▶ [TASK A]
In the passage on fake submissions, what fee amount is given as an example?
▶ [TASK B]
Please resume the passage on fake submissions, starting right after its last sentence.

▶ [TEXT SECTION]
The thing is, a lot of these tech companies rely on making everything automated for maximum profit margin with minimum labor. They just want a cash machine that prints money once set up and lightly maintained. That approach is antithetical to to the high-touch solution needed here.

What barriers would you use to stem the flood of fakes that are automatically or semi-automatically submitted, and then thoroughly vet the remainder? Fees for submission? Even a very low fee, say $20, would stop a lot of auto-generated fakes from being automatically submitted.

This problem is also very acute in the self publishing world - low quality re-hashes of fiction and fact-based books showing up on Amazon and elsewhere. Wikipedia articles turned into books, fiction books plagiarized into other fiction books. The scam is that if you upload 10,000 fake books, which are easy to generate, you just need a small percentage of them to sell every now and then to start making some serious money. It's very tempting, the tools are all there, and some people having nothing but time to set this type of grift in motion.

▶ [MATERIAL SUPPLIED]
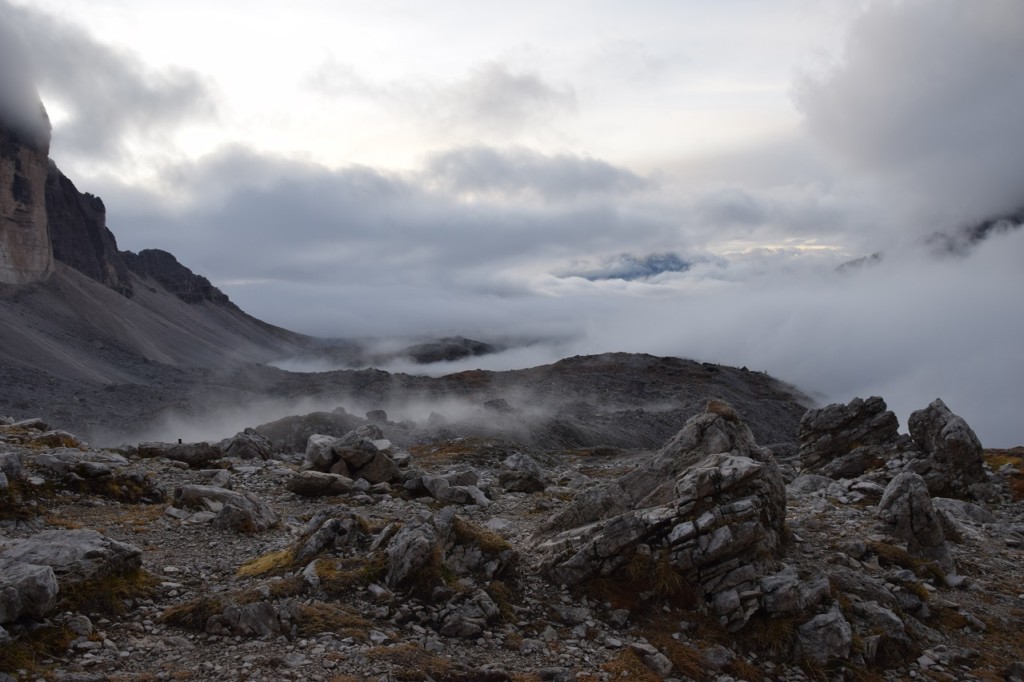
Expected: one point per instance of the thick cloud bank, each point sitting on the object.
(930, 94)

---

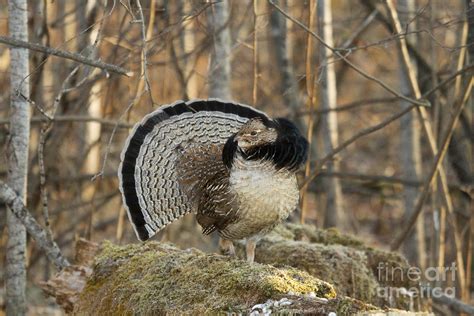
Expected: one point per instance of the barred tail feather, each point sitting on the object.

▶ [WRITTEN REPLY A]
$20.

▶ [WRITTEN REPLY B]
Comment Re:Deserve what you get (Score 1) 257

If the TV was appropriately cheaper for not having the smarts, the $30 might not seem like much. It's not exactly complicated to plug the chromecast into an HDMI input. The chromecast remote will be what you need most of the time since the chromecast itself can turn the TV on, select the correct input, etc and the remote also has an IR transmitter to handle the volume function.

Admittedly, assembling the Pi is a step up in knowledge many wouldn't manage.

Many people do manage to use a chromecast just fine.

It would be better to somehow ban enshittification, but even defining it legally would be a hard problem, much less getting the legislation past the gauntlet of industry lobbyists.

Comment Re:hyperscalers... (Score 1) 43

During the early years the laser was called "a solution in search of a problem". Don't try to estimate what current AIs can do by the applications that they are currently shoe-horned into.

OTOH, every speculation as to how AI will develop further is *speculative*. That explicitly includes the speculation that it will not get any better or more efficient. (And I'd call the speculation that "we've reached top AI" at least as silly as "AGI will show up tomorrow and solve all our problems".

Comment Re:Precedents only matter when SCOTUS says they do (Score 2, Informative) 169

yeah, that's why SCOTUS was not given Judicial Review powers in the Constitution and just declared fifteen years later that it had that ultimate power "because we have to".

The Legislature is supposed to manage this nonsense. It has been in a coma since 1995.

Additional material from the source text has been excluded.